Фрагменты данных точечной разметки
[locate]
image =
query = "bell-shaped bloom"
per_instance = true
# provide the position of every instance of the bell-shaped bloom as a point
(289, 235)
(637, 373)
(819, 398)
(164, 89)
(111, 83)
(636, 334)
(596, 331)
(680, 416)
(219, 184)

Что требуется:
Измените записи, заменив «bell-shaped bloom» на «bell-shaped flower». Всё остальное оставьте без изменений.

Решение задачи:
[locate]
image =
query = "bell-shaped flower"
per_instance = true
# provide the position of every instance of the bell-shaped flower as a point
(289, 235)
(637, 373)
(819, 398)
(164, 89)
(111, 83)
(636, 334)
(596, 331)
(680, 416)
(219, 184)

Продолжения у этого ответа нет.